* Your assignment: No pictures belong in the copy. Restate the rest of the data exactly.

* Input data:
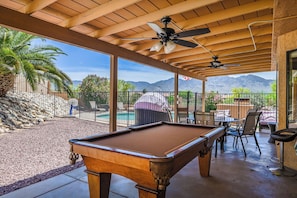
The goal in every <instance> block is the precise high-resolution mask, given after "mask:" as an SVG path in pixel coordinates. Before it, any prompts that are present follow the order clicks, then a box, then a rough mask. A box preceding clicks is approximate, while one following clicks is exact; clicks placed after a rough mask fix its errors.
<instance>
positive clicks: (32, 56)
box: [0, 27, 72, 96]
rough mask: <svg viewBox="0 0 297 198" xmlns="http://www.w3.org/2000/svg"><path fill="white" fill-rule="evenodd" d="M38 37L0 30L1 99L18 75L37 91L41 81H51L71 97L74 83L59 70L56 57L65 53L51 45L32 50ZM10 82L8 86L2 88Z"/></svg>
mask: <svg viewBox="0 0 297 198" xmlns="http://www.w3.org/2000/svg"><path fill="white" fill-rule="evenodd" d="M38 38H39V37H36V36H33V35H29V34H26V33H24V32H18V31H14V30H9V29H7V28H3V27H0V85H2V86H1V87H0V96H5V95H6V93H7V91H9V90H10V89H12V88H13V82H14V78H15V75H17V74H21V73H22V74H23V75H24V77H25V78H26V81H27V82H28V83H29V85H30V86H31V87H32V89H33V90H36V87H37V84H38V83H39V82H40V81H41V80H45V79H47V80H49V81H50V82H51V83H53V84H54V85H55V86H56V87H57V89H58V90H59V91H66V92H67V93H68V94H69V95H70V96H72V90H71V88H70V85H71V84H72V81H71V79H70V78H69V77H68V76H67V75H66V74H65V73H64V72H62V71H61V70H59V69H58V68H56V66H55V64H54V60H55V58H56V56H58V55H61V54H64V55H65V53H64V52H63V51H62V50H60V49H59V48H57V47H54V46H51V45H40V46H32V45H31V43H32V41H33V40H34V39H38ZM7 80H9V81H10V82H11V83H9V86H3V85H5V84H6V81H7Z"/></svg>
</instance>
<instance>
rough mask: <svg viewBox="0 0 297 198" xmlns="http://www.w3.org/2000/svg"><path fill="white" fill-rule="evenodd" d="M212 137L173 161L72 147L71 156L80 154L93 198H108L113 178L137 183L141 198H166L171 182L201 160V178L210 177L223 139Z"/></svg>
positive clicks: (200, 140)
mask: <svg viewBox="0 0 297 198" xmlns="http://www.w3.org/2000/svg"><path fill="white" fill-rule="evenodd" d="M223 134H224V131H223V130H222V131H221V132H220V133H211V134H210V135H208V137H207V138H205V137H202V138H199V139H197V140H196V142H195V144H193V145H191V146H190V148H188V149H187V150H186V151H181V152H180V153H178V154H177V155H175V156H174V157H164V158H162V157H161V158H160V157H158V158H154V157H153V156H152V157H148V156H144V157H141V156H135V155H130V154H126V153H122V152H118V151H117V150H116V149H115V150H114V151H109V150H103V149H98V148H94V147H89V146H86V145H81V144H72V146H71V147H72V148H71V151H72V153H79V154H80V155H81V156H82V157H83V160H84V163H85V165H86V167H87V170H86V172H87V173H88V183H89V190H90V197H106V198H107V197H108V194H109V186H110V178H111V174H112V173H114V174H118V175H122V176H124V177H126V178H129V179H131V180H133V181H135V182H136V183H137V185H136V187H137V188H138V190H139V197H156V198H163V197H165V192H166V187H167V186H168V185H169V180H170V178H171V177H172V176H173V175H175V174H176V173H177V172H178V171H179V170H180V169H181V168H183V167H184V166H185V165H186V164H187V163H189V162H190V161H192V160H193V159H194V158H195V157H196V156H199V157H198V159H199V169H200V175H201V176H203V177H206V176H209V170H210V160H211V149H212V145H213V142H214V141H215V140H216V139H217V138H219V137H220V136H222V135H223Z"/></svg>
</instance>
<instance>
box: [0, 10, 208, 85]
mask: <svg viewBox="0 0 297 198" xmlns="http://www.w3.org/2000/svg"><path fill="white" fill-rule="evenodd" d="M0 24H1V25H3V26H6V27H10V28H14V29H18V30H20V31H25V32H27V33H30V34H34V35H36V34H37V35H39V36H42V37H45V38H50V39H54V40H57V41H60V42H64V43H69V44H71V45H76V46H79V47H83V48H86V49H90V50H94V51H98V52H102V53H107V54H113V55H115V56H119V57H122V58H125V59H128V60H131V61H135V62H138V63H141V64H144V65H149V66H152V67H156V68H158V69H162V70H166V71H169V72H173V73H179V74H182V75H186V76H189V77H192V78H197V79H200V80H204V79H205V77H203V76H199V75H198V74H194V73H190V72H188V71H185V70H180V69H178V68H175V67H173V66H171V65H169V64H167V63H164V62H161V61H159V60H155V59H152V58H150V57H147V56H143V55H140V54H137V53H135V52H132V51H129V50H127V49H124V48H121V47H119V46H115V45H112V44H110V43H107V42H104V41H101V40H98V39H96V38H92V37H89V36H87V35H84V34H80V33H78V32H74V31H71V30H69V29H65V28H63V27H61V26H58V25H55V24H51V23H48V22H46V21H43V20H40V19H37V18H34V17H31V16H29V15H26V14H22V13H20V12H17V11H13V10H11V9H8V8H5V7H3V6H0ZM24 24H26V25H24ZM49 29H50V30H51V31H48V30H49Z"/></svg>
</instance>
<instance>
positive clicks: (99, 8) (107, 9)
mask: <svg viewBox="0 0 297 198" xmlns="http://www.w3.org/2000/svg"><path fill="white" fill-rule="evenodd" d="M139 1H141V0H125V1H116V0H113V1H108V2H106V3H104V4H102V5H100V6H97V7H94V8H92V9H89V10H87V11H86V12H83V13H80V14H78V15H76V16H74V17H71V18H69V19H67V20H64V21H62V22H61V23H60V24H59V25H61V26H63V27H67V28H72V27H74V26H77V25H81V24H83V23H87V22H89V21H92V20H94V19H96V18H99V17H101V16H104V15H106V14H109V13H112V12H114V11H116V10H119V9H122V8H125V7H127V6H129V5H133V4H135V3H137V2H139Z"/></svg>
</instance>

* Result:
The goal in every <instance> block is the precise high-resolution mask, given after "mask:" as an SVG path in pixel coordinates. Before it, any prompts that are present follow the order clicks, then a box, then a rough mask. A box preceding clicks is approximate, while one following clicks is exact; clicks placed after a rough mask fix its errors.
<instance>
positive clicks: (32, 56)
box: [0, 27, 72, 96]
rough mask: <svg viewBox="0 0 297 198" xmlns="http://www.w3.org/2000/svg"><path fill="white" fill-rule="evenodd" d="M38 37L0 30L1 99L18 75L37 91L41 81H51L71 97L74 83L59 70L56 57L65 53L51 45L32 50ZM10 82L8 86L2 88Z"/></svg>
mask: <svg viewBox="0 0 297 198" xmlns="http://www.w3.org/2000/svg"><path fill="white" fill-rule="evenodd" d="M38 38H39V37H36V36H33V35H29V34H26V33H24V32H18V31H14V30H9V29H7V28H3V27H0V85H2V86H1V87H0V96H5V95H6V93H7V91H9V90H10V89H12V88H13V82H14V78H15V75H17V74H21V73H22V74H23V75H24V77H25V78H26V81H27V82H28V83H29V85H30V86H31V87H32V89H33V90H36V87H37V84H38V83H39V82H40V81H41V80H45V79H47V80H49V81H50V82H51V83H53V84H54V85H55V86H56V87H57V89H58V90H59V91H66V92H67V93H68V94H69V95H70V96H72V90H71V88H70V85H71V84H72V81H71V79H70V78H69V77H68V76H67V75H66V74H65V73H64V72H62V71H61V70H59V69H58V68H56V66H55V64H54V60H55V58H56V56H58V55H61V54H64V55H65V53H64V52H63V51H62V50H60V49H59V48H57V47H54V46H51V45H40V46H32V45H31V43H32V41H33V40H34V39H38ZM7 80H9V81H10V82H11V83H9V86H3V85H5V84H6V81H7Z"/></svg>
</instance>
<instance>
rough mask: <svg viewBox="0 0 297 198" xmlns="http://www.w3.org/2000/svg"><path fill="white" fill-rule="evenodd" d="M212 137L173 161L72 147L71 156L80 154L93 198H108L113 178L137 183L141 198H166L171 182L201 160V178L210 177L223 139Z"/></svg>
positive clicks: (200, 140)
mask: <svg viewBox="0 0 297 198" xmlns="http://www.w3.org/2000/svg"><path fill="white" fill-rule="evenodd" d="M223 134H224V131H223V130H222V131H221V132H220V133H211V134H210V135H208V137H207V138H205V137H202V138H199V139H197V140H196V142H195V144H193V145H191V146H190V148H188V149H187V150H186V151H181V152H180V153H178V154H177V155H175V156H174V157H164V158H162V157H161V158H160V157H158V158H154V157H153V156H152V157H148V156H144V157H141V156H135V155H130V154H126V153H122V152H118V151H117V150H116V149H115V150H114V151H109V150H103V149H98V148H94V147H89V146H86V145H81V144H72V146H71V147H72V148H71V151H72V153H79V154H80V155H81V156H82V157H83V160H84V163H85V165H86V167H87V170H86V172H87V173H88V183H89V190H90V197H106V198H107V197H108V194H109V186H110V178H111V174H112V173H114V174H118V175H122V176H124V177H126V178H129V179H131V180H133V181H135V182H136V183H137V185H136V187H137V188H138V190H139V197H156V198H163V197H165V192H166V187H167V186H168V185H169V180H170V178H171V177H172V176H173V175H175V174H176V173H177V172H178V171H179V170H180V169H181V168H183V167H184V166H185V165H186V164H187V163H189V162H190V161H192V160H193V159H194V158H195V157H196V156H199V157H198V159H199V169H200V175H201V176H203V177H206V176H209V170H210V160H211V149H212V145H213V142H214V141H215V140H216V139H217V138H219V137H220V136H222V135H223Z"/></svg>
</instance>
<instance>
box: [0, 10, 208, 85]
mask: <svg viewBox="0 0 297 198" xmlns="http://www.w3.org/2000/svg"><path fill="white" fill-rule="evenodd" d="M0 24H1V25H3V26H6V27H10V28H14V29H18V30H20V31H25V32H27V33H30V34H34V35H36V34H37V35H39V36H42V37H45V38H50V39H54V40H57V41H60V42H64V43H69V44H71V45H76V46H79V47H83V48H86V49H90V50H94V51H98V52H102V53H107V54H113V55H115V56H119V57H122V58H125V59H128V60H131V61H135V62H138V63H141V64H144V65H149V66H152V67H156V68H158V69H162V70H166V71H169V72H173V73H179V74H182V75H186V76H189V77H192V78H197V79H200V80H204V79H205V77H203V76H199V75H198V74H194V73H190V72H188V71H185V70H180V69H178V68H175V67H173V66H171V65H169V64H167V63H164V62H161V61H159V60H155V59H152V58H150V57H147V56H143V55H140V54H137V53H135V52H132V51H129V50H127V49H124V48H121V47H119V46H115V45H112V44H110V43H107V42H104V41H101V40H98V39H96V38H92V37H89V36H87V35H84V34H80V33H78V32H74V31H71V30H69V29H65V28H63V27H61V26H58V25H55V24H51V23H48V22H46V21H43V20H40V19H37V18H34V17H31V16H29V15H26V14H22V13H20V12H17V11H13V10H11V9H8V8H5V7H3V6H0ZM24 24H26V25H24ZM49 29H50V30H51V31H48V30H49Z"/></svg>
</instance>
<instance>
positive clicks: (99, 8) (107, 9)
mask: <svg viewBox="0 0 297 198" xmlns="http://www.w3.org/2000/svg"><path fill="white" fill-rule="evenodd" d="M139 1H141V0H125V1H116V0H113V1H108V2H106V3H104V4H102V5H100V6H97V7H94V8H92V9H89V10H87V11H86V12H83V13H80V14H78V15H76V16H74V17H71V18H69V19H67V20H64V21H62V22H61V23H60V24H59V25H61V26H63V27H67V28H72V27H74V26H77V25H81V24H83V23H87V22H89V21H92V20H94V19H96V18H99V17H101V16H104V15H106V14H109V13H112V12H114V11H116V10H119V9H122V8H125V7H127V6H129V5H133V4H135V3H137V2H139Z"/></svg>
</instance>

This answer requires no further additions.